Document segment —

Common trap: assuming all items currently in the DOM represent the full result set. Some frontends virtualize long lists and remove older elements from the DOM as you scroll. In that case, extracting only visible elements may miss data unless you capture the network responses or collect records incrementally as they appear.

Pattern 5: Cursor-based API pagination

This is common in modern web apps because it performs better than large page numbers on changing datasets. The response may include something like next_cursor, endCursor, or a continuation token.

What to do:

Send the initial request.
Extract records and the cursor token from the response.
Pass that token into the next request.
Continue until no cursor is returned.

Why it matters: cursor-based pagination is often the most stable way to scrape dynamic feeds because it tracks position in the dataset more safely than page numbers or offsets.

Pattern 6: POST-based search pagination

Some sites paginate search results through form submissions or JSON POST requests rather than simple GET URLs.

What to do:

Capture the full request payload and headers.
Identify which field changes between requests: page number, offset, cursor, or filter state.
Preserve session cookies and anti-CSRF values if needed.

Common trap: reproducing the URL but not the payload, which leads to getting the same first page repeatedly.

A practical decision tree

When you encounter a new target site, this sequence works well:

Look for a visible next link or page parameter in the HTML.
If not found, inspect network requests while paging.
If data comes from an API, test direct requests.
If direct requests are blocked or require browser state, automate the browser minimally.
Add deduplication and strong stop rules before scaling.

This decision tree keeps your scraper grounded in the simplest working method.

Tasks and exercises —
A. In the pagination guide, at what point does cursor-based pagination stop sending requests?
B. The pagination guide names the fields that may change between POST-based search requests. List every one.

Given data —
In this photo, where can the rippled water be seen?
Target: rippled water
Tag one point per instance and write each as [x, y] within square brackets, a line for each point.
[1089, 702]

Full answers —
A. It stops when no cursor is returned.

B. page number, offset, cursor, filter state